## begin DATA LISTING

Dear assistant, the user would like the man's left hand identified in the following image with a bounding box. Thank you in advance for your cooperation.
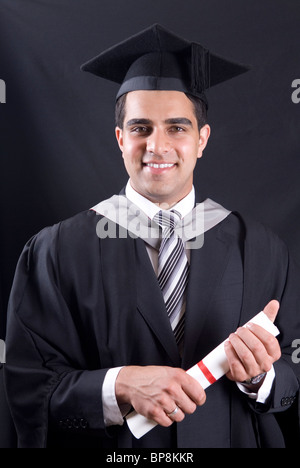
[225,301,281,382]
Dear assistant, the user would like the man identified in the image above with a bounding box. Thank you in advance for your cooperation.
[2,25,299,448]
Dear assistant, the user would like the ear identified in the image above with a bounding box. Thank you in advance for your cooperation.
[197,124,210,158]
[115,127,123,153]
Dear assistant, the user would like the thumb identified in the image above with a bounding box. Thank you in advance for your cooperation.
[263,299,280,322]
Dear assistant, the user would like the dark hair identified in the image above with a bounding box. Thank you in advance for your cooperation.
[115,93,207,130]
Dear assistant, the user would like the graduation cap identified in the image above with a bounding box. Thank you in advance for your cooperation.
[81,24,249,104]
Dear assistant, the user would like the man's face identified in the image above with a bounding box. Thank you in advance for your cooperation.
[116,91,210,207]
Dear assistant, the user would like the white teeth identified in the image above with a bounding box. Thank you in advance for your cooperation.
[146,163,174,169]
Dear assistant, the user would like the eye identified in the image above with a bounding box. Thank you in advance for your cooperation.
[130,125,151,135]
[169,125,185,133]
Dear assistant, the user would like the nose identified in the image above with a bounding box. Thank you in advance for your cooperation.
[147,129,171,156]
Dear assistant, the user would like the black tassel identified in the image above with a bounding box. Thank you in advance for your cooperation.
[191,42,210,95]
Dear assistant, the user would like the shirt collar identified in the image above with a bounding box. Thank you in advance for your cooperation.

## end DATA LISTING

DO THIS – Starting at the beginning of the entries and going on through the line containing "[147,129,171,156]", write every line out again, text and answers alike, shifting each bounding box coordinate in the answers up by 143. Leave the pictures out.

ANSWER TO THIS TASK –
Dear assistant, the user would like the man's left hand identified in the following image with a bounding box. Thank you in advance for your cooperation.
[368,444,424,525]
Dear assistant, the user would like the man identified in the image above with a bounding box. Thank you in advance for your cooperation.
[145,168,442,591]
Dear assistant, the user would like the ear identified in the image above with a bounding box. Thank you in advance for your cooperation.
[340,267,353,301]
[258,270,266,296]
Dear assistant, the user would like the thumb identified in the image above with a bounding box. Thank you in advance for your cooperation.
[406,442,423,465]
Dear assistant, the user would like the dark hair identified in the image above with a bounding box. Thank you in advance for your cooperation.
[258,236,350,273]
Dear assistant, the user would like the graduation cap identified in the image above with a bounding box. Thank you in advance for your cooperation.
[224,167,392,247]
Dear assistant, the user would like the man's face identified in the image above with a bounding box. Thank you in advance for your cooperation.
[259,234,353,350]
Dear assistant, the user would like the white teeth identified in the image above with a bounding box. Thank you in advance for your cooperation.
[289,306,317,312]
Dear assistant, the user would like the eye identified in the image above with a bounding box. Thank you in advance for your cooperation.
[273,268,294,278]
[312,268,328,276]
Dear assistant, the user would like the nose identified in the image above with a bounding box. Thank you in advance for your cooperation.
[290,272,314,299]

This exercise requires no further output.